# STATED GOAL 1
Decide whether each statement agrees with the passage on the April 2002 coup. Answer yes or no and quote the words of the passage that decide it.
(a) The U.S. Government described the protests of that day as planned events.
(b) The White House and the State Department claimed that the Chávez government had fired on unarmed protesters.
(c) The U.S. Government has admitted some involvement in the coup.

::: SELECTED PASSAGE :::

The White House and the State Department both claimed that the Chávez government had provoked violence and actions that resulted in the President’s alleged resignation. They also asserted that the Chávez government had fired on unarmed, peaceful protesters and that the Venezuelan military and police had refused orders to “support the government’s role in human rights violations”. The U.S. Government referred to the protests and actions of that day as though they were spontaneous, unplanned events.  The U.S. Government has also continued to deny to this day any involvement whatsoever in the April 2002 coup d’etat.

::: DATASET RECORDS :::

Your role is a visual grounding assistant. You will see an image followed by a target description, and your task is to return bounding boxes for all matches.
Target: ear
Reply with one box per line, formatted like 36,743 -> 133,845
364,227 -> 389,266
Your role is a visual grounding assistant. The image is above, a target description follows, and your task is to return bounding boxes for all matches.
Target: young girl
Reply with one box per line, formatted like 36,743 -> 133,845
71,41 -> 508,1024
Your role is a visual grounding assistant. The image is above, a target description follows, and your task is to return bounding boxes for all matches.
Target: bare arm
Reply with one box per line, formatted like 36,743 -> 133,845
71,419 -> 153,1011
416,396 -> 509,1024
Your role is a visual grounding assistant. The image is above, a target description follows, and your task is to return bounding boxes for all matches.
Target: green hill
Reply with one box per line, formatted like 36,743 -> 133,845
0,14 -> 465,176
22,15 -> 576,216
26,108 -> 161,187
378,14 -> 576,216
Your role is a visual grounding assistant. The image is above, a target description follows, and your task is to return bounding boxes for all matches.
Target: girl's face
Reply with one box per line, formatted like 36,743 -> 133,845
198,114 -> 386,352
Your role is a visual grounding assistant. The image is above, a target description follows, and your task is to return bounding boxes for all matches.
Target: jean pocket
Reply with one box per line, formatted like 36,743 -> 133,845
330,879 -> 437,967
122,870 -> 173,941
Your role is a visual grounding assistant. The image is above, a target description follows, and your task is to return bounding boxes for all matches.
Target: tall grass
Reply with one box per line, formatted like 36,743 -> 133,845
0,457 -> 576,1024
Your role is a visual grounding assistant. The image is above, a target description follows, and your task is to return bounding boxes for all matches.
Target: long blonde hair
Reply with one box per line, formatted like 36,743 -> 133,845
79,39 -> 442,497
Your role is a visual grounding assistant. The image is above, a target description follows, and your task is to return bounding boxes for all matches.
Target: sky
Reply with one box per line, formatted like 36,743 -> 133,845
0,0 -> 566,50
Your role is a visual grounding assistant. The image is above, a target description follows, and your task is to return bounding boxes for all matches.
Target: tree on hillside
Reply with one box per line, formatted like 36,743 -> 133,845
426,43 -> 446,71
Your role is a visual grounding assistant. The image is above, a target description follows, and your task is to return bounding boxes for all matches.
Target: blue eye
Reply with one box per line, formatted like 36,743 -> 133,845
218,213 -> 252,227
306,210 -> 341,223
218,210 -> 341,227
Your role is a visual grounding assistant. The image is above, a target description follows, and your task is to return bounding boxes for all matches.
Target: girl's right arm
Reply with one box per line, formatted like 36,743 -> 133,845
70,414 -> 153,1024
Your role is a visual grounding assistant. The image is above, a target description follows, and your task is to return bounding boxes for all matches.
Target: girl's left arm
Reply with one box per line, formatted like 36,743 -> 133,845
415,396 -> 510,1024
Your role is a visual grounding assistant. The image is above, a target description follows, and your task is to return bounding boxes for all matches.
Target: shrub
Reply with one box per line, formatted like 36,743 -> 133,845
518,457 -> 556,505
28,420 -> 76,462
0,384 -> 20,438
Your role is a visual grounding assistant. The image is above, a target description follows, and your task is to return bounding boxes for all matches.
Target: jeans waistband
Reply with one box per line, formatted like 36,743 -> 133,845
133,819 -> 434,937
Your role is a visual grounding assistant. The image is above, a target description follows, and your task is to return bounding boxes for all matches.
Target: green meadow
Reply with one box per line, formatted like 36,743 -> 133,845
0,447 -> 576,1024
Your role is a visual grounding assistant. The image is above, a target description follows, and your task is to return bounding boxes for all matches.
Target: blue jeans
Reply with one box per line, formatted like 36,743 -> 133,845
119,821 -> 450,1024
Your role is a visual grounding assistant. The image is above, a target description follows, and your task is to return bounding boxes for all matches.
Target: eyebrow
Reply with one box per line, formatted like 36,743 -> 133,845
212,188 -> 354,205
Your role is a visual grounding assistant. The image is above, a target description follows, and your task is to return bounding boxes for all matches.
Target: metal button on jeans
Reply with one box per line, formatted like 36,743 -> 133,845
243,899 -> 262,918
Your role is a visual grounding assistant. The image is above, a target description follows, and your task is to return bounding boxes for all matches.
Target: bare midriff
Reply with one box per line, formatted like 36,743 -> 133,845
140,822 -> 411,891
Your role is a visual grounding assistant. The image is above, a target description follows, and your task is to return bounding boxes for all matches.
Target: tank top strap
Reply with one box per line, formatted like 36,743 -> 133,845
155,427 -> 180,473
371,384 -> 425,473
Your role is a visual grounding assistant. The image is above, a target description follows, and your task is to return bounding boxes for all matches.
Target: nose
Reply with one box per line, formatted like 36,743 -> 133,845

:::

# STATED GOAL 2
Rewrite the stretch of rows from the first row through the line containing "71,41 -> 508,1024", replacing "visual grounding assistant" with "localization assistant" and changing nothing else.

# WRITTEN SOLUTION 1
(a) No: "as though they were spontaneous, unplanned events"
(b) Yes: "the Chávez government had fired on unarmed, peaceful protesters"
(c) No: "continued to deny to this day any involvement whatsoever in the April 2002 coup d’etat"

# WRITTEN SOLUTION 2
Your role is a localization assistant. You will see an image followed by a target description, and your task is to return bounding boxes for all matches.
Target: ear
Reply with one box per line, formatted like 36,743 -> 133,845
364,227 -> 389,266
Your role is a localization assistant. The image is above, a target description follows, and your task is to return bounding boxes for all matches.
Target: young girl
Reply with one box per line, formatted like 36,743 -> 133,845
71,41 -> 508,1024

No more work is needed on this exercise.